# START OF SOURCE DATA
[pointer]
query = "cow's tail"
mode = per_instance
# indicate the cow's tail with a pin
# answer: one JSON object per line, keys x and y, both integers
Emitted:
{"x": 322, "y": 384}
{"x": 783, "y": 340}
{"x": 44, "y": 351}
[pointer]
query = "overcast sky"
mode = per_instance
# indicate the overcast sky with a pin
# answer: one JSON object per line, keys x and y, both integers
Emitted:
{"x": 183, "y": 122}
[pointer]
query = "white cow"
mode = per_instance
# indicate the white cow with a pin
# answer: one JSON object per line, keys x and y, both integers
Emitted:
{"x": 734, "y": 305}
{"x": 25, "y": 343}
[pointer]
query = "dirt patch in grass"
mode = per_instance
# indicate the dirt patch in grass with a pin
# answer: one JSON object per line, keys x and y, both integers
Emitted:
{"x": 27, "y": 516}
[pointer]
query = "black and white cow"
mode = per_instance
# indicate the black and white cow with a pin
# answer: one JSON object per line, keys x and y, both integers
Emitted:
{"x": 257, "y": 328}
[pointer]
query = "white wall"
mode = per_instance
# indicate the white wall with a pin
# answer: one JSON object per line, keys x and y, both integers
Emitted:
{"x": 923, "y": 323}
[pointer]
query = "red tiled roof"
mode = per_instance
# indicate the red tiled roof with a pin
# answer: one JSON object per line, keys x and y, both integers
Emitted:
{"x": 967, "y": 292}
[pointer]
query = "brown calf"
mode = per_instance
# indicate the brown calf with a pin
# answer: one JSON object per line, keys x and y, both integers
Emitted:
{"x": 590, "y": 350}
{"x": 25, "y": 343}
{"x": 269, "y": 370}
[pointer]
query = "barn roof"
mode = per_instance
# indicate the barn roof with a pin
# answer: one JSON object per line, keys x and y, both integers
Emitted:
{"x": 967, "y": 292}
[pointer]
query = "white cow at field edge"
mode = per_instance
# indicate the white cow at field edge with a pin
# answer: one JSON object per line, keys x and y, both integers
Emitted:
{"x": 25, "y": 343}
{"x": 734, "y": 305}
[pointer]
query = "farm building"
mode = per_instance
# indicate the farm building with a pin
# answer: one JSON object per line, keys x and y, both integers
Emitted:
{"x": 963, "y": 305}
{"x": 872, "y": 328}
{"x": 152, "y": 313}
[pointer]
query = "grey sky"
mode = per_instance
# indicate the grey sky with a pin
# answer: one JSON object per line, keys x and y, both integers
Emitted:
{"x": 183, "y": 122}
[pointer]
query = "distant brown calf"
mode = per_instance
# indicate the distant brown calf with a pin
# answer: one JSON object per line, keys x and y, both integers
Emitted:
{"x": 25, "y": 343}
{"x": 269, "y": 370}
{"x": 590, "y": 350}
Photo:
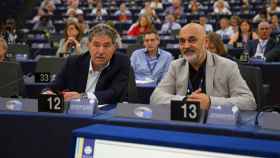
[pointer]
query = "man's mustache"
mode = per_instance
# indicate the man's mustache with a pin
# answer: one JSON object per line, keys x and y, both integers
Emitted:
{"x": 188, "y": 50}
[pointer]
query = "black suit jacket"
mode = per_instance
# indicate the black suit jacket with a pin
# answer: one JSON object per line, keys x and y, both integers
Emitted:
{"x": 253, "y": 44}
{"x": 112, "y": 83}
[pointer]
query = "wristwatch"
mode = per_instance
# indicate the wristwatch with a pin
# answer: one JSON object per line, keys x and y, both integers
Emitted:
{"x": 84, "y": 96}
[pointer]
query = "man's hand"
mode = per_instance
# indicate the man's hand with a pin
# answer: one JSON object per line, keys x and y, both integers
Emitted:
{"x": 71, "y": 95}
{"x": 200, "y": 97}
{"x": 48, "y": 92}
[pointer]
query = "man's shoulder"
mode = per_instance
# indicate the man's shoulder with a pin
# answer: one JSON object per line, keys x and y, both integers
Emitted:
{"x": 178, "y": 62}
{"x": 165, "y": 53}
{"x": 120, "y": 59}
{"x": 80, "y": 57}
{"x": 222, "y": 61}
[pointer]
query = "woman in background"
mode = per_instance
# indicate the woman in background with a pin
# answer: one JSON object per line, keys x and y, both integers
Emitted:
{"x": 215, "y": 44}
{"x": 144, "y": 24}
{"x": 241, "y": 38}
{"x": 72, "y": 43}
{"x": 3, "y": 49}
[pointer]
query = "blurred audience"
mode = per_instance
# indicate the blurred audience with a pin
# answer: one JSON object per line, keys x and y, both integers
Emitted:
# END OF SOURCE DATA
● EXERCISE DIRECTIONS
Leave out the pictures and repeat everything else in the records exactly.

● TASK RESPONSE
[pointer]
query = "cow's tail"
mode = per_instance
# indicate the cow's tail with a pin
# answer: one JSON object per line, keys x and y, both integers
Emitted:
{"x": 322, "y": 384}
{"x": 783, "y": 340}
{"x": 44, "y": 351}
[pointer]
query = "overcast sky"
mode = per_instance
# indicate the overcast sky with a pin
# answer: one JSON object per line, keys x and y, both integers
Emitted:
{"x": 183, "y": 122}
[pointer]
query = "white cow"
mode = per_instance
# indicate the white cow with a pin
# answer: one JSON object per line, keys x and y, both integers
Emitted:
{"x": 734, "y": 305}
{"x": 25, "y": 343}
[pointer]
query = "dirt patch in grass"
mode = per_instance
# indicate the dirt patch in grass with a pin
# answer: one JSON object per line, keys x and y, both integers
Emitted:
{"x": 27, "y": 516}
[pointer]
query = "black and white cow"
mode = per_instance
# indicate the black and white cow with a pin
# answer: one JSON object per line, keys x and y, both integers
Emitted:
{"x": 257, "y": 328}
[pointer]
query = "white wall"
mode = per_instance
# indicate the white wall with a pin
# answer: one JSON object per line, keys x and y, both integers
Emitted:
{"x": 923, "y": 323}
[pointer]
query = "red tiled roof"
mode = per_instance
# indicate the red tiled roof with a pin
# answer: one JSON object per line, keys x and y, both integers
Emitted:
{"x": 967, "y": 292}
[pointer]
query = "brown calf"
mode = per_instance
# indicate the brown calf with a pin
# answer: one JSON object per line, keys x and y, both integers
Emitted:
{"x": 590, "y": 350}
{"x": 25, "y": 343}
{"x": 269, "y": 370}
[pointer]
query = "barn roof"
mode = per_instance
# indicate the barn roof with a pin
# answer: one JSON object per line, keys x and y, both integers
Emitted:
{"x": 967, "y": 292}
[pointer]
query = "white cow at field edge"
mode = per_instance
# indicate the white cow at field edge with a pin
# answer: one JSON object per line, keys x and y, both integers
Emitted:
{"x": 25, "y": 343}
{"x": 734, "y": 305}
[pointer]
query = "farm building"
mode = per_instance
# indicate the farm building with a pin
# answer: one JSON object per line, keys x and y, both integers
Emitted:
{"x": 963, "y": 305}
{"x": 872, "y": 328}
{"x": 152, "y": 313}
[pointer]
query = "grey sky"
mode = per_instance
# indicate the grey sky with a pin
# answer: one JSON object per line, keys x and y, both integers
Emitted:
{"x": 183, "y": 122}
[pointer]
query = "distant brown calf"
mode = per_instance
# indicate the distant brown calf with a pin
# answer: one JSON object per line, keys x and y, both integers
Emitted:
{"x": 25, "y": 343}
{"x": 269, "y": 370}
{"x": 590, "y": 350}
Photo:
[pointer]
query = "man's mustache"
mode = per_instance
# indicate the man's mustache with a pin
# answer: one JSON object per line, keys x and y, both integers
Emitted:
{"x": 188, "y": 50}
[pointer]
query = "black suit jacket"
mode = per_instance
# indicate the black suit jacket with a pin
# answer: one JSON object per line, keys x and y, both integers
Emitted:
{"x": 253, "y": 44}
{"x": 112, "y": 83}
[pointer]
query = "wristwatch"
mode = per_instance
# indicate the wristwatch with a pin
# answer: one JSON object per line, keys x and y, both integers
Emitted:
{"x": 84, "y": 96}
[pointer]
query = "man's hand"
mode = per_instance
# indicate the man's hand with a pin
# answer: one JSON object per line, keys x and y, both integers
Emitted:
{"x": 71, "y": 95}
{"x": 200, "y": 97}
{"x": 48, "y": 92}
[pointer]
query = "man's shoulder"
mode = per_instance
# indicate the man's shoulder with a pin
# answer: one JSON object per line, keys x and y, both integers
Emitted:
{"x": 178, "y": 62}
{"x": 165, "y": 53}
{"x": 120, "y": 59}
{"x": 80, "y": 57}
{"x": 222, "y": 61}
[pointer]
query = "woman in background"
mode = per_instance
# indicate the woman in background with a pin
# answer: one JSON object per line, keys x and y, both integers
Emitted:
{"x": 215, "y": 44}
{"x": 144, "y": 24}
{"x": 241, "y": 38}
{"x": 72, "y": 43}
{"x": 3, "y": 49}
[pointer]
query = "blurred audience"
mode = per_instance
# indicate the blurred audience with a pin
# answer: one JSON object per line, keys x and y, both integers
Emitted:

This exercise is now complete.